* PROVIDED TEXT:
While traveling through space, Smasher and the U.S.Avengers are attacked by space pirates known as Warpjackers. After a brief fight, the pirates tell them that Glenbrook is actually a planet named Kral X. Meanwhile, Cannonball is introduced to the townspeople by Ritchie Redwood, ruler of the planet. Upon discovering the people's troublesome behavior, Cannonball tries to escape only to be defeated and captured. Awakening in a dungeon, Cannonball meets other prisoners including a teen named Bugface. In the dungeon, Bugface explains to Cannonball that they're Skrulls and that Kral X is a planet designed for those who are not fit to serve in the Skrull army. In order to make them happy, Kral X was designed to look like a 1950s American TV show, but when the show was cancelled and rebooted in modern times, the Skrull Ritchie neglected Bugface's suggestion to move with the times and sent him and other like-minded citizens to the dungeon to keep their lifestyles the way it is. After escaping the dungeon, Cannonball leads Bugface and the rebels against Ritchie until Smasher and the U.S.Avengers arrive to help. After sending Ritchie and his cohorts to jail, the U.S.Avengers head back home.

* THE PROBLEM: According to the plot summary, what is the real name of the planet that Glenbrook turns out to be?

* GIVEN ENTRIES:
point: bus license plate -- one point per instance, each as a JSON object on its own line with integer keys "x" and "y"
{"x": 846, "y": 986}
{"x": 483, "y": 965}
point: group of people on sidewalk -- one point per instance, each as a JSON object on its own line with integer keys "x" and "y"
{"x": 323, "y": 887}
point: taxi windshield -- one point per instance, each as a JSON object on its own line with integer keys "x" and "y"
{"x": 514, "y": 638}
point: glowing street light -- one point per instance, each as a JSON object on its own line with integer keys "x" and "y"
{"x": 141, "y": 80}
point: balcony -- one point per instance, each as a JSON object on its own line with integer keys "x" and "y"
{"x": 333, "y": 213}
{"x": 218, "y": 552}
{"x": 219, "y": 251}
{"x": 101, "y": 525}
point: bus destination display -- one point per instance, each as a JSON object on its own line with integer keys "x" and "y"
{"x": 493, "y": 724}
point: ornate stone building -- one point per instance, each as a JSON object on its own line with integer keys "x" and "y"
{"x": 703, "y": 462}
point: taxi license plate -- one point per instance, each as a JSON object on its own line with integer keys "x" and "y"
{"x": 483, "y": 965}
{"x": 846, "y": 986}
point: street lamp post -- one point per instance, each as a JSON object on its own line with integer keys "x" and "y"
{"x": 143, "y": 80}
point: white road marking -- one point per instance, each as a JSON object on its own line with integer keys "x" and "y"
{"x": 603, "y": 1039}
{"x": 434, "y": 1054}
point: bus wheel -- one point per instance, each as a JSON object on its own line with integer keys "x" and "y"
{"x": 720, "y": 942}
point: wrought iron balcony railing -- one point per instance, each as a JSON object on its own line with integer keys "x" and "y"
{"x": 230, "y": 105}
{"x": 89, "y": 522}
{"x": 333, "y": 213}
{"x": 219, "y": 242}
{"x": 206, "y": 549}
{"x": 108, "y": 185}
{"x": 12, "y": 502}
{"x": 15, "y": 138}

* SOLUTION TO THIS PROBLEM: Kral X.